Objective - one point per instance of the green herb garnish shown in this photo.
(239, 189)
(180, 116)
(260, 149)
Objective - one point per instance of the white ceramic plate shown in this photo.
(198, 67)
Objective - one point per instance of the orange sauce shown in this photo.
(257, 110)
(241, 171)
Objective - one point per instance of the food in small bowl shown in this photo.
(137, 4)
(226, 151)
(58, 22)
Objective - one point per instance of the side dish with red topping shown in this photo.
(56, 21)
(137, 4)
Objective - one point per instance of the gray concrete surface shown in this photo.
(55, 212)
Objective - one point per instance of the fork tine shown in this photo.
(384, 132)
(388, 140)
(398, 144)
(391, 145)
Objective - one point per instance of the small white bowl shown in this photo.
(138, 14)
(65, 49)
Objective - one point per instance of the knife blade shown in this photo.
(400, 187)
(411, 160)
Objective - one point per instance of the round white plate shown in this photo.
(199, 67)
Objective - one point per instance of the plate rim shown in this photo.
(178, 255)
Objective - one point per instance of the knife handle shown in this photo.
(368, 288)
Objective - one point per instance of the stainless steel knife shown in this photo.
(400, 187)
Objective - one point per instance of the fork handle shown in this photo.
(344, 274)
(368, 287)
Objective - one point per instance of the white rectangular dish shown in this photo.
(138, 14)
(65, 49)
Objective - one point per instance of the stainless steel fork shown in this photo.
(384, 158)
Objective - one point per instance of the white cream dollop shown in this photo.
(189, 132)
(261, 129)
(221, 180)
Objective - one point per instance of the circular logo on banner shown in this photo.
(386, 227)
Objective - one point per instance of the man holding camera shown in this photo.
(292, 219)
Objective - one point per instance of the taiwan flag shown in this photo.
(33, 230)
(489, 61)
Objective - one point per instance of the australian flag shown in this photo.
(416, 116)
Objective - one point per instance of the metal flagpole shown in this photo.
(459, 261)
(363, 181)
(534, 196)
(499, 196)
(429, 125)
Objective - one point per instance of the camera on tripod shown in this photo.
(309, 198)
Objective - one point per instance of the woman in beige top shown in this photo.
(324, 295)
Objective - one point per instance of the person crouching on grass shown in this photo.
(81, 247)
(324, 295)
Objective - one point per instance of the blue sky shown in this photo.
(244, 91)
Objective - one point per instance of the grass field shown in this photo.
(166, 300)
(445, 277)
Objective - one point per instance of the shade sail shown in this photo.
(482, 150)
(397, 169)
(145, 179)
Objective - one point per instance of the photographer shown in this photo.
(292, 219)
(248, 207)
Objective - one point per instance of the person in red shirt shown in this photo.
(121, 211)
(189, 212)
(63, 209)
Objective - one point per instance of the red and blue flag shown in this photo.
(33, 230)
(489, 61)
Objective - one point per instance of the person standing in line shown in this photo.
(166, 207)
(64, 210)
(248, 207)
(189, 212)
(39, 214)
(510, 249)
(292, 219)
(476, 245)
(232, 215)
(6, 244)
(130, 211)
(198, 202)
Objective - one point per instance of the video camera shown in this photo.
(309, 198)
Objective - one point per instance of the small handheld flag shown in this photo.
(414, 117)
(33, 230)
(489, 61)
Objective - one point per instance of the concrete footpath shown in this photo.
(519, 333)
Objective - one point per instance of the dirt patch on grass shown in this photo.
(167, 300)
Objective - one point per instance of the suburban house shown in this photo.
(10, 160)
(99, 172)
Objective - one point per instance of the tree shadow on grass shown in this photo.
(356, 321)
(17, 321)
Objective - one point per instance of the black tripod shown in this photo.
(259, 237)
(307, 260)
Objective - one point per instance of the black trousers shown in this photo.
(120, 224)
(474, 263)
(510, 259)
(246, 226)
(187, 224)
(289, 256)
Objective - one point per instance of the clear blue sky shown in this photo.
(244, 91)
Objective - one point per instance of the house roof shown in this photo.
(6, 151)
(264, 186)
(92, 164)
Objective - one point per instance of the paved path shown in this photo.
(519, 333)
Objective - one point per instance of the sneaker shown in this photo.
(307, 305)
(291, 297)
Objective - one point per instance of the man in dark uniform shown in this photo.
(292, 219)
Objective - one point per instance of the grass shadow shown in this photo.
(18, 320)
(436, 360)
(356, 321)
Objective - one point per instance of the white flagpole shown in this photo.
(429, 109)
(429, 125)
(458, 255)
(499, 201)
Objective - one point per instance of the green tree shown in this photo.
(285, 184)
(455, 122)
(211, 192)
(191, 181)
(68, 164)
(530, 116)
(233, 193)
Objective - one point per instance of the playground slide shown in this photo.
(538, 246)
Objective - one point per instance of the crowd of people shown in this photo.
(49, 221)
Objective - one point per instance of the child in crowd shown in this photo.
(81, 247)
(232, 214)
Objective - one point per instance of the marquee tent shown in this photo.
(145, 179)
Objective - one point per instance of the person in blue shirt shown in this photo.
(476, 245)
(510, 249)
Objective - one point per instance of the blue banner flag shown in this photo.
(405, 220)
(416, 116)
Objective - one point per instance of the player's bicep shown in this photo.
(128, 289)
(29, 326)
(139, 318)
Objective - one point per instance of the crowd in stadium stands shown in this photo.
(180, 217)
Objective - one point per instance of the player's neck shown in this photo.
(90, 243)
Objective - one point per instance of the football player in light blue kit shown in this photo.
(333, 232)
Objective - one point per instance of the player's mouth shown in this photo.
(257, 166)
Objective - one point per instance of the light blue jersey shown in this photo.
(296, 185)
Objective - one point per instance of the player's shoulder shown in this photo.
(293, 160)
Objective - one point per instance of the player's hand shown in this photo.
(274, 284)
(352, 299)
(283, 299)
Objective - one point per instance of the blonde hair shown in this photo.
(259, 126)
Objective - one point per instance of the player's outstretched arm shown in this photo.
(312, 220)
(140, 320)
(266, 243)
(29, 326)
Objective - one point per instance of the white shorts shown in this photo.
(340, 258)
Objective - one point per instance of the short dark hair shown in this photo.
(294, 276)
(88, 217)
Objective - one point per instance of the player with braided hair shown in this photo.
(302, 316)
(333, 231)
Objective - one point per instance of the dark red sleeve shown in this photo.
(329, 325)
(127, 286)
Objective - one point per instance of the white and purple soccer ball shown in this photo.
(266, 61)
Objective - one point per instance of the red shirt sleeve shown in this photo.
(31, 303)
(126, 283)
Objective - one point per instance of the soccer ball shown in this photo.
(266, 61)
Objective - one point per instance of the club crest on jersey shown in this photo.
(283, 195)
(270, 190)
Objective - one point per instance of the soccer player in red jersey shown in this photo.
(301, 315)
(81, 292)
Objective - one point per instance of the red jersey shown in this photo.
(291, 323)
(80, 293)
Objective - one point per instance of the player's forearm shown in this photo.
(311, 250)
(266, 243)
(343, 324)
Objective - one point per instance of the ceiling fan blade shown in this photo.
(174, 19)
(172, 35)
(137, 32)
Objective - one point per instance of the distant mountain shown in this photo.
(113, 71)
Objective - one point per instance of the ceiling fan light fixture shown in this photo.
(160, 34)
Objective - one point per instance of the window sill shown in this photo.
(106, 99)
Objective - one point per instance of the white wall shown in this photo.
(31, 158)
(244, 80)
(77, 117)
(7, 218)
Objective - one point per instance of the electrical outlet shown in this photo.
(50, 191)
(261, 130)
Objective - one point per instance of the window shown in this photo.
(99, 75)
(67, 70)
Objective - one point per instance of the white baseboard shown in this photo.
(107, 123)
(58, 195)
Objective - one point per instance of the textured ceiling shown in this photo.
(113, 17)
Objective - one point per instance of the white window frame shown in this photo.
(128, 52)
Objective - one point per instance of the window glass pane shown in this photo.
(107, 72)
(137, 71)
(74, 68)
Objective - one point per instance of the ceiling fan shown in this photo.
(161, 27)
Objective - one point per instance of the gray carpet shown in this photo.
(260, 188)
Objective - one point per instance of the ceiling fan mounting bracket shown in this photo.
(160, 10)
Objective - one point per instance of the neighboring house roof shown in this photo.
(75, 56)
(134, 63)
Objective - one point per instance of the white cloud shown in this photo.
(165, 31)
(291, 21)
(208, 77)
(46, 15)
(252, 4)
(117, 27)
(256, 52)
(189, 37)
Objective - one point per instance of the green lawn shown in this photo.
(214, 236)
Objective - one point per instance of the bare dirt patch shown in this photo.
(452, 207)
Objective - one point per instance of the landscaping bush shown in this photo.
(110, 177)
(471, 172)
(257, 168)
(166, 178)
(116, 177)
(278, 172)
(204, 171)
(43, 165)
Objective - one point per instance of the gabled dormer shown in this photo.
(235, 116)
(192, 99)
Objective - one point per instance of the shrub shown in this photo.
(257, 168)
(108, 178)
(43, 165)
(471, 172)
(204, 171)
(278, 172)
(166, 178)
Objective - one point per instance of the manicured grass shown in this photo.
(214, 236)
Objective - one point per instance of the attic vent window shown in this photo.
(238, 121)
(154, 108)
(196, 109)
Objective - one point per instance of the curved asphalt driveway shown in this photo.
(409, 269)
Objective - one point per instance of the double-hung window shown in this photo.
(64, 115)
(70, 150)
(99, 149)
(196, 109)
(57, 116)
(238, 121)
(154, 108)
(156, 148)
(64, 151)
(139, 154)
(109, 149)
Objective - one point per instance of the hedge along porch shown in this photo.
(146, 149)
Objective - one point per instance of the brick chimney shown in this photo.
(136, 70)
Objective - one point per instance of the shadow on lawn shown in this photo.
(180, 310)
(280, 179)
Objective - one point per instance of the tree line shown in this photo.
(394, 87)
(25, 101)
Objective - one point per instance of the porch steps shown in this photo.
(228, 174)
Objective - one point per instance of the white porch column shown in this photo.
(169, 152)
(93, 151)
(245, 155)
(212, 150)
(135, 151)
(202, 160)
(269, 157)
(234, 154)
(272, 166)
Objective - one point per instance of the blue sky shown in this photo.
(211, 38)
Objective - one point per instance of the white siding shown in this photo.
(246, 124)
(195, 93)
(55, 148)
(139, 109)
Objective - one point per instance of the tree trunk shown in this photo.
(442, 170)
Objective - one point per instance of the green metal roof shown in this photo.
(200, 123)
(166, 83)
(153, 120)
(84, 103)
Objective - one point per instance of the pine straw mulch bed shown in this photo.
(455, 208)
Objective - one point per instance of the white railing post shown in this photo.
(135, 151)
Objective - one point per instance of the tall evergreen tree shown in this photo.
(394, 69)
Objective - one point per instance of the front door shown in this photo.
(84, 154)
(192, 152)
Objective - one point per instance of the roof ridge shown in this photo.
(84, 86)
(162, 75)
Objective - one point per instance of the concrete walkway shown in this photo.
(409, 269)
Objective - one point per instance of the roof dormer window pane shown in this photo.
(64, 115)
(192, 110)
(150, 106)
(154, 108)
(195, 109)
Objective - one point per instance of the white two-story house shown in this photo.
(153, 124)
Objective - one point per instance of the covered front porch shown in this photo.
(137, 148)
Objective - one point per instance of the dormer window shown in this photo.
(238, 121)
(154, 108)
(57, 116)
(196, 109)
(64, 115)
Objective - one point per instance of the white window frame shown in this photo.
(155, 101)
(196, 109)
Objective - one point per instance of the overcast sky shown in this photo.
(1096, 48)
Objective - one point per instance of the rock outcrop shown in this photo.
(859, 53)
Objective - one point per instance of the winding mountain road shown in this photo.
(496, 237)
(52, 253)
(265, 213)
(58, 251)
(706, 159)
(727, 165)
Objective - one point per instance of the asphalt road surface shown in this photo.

※

**EXERCISE GOAL:**
All lines from the one with "Objective - one point per instance of the dormer" to the end of the entries above are to be written out exactly, the first and last included.

**SOLUTION TO THIS TASK:**
Objective - one point per instance of the dormer window shown in this photo.
(238, 121)
(154, 108)
(57, 116)
(196, 109)
(64, 115)
Objective - one point per instance of the white window frame shown in this photo.
(155, 101)
(196, 109)
Objective - one point per instance of the overcast sky shown in this photo.
(1096, 48)
Objective - one point per instance of the rock outcrop shown in this photo.
(859, 53)
Objective - one point per instance of the winding mountain road shown in this photo.
(496, 237)
(52, 253)
(265, 213)
(58, 251)
(706, 159)
(727, 165)
Objective - one point per instance of the asphalt road surface shown in this photo.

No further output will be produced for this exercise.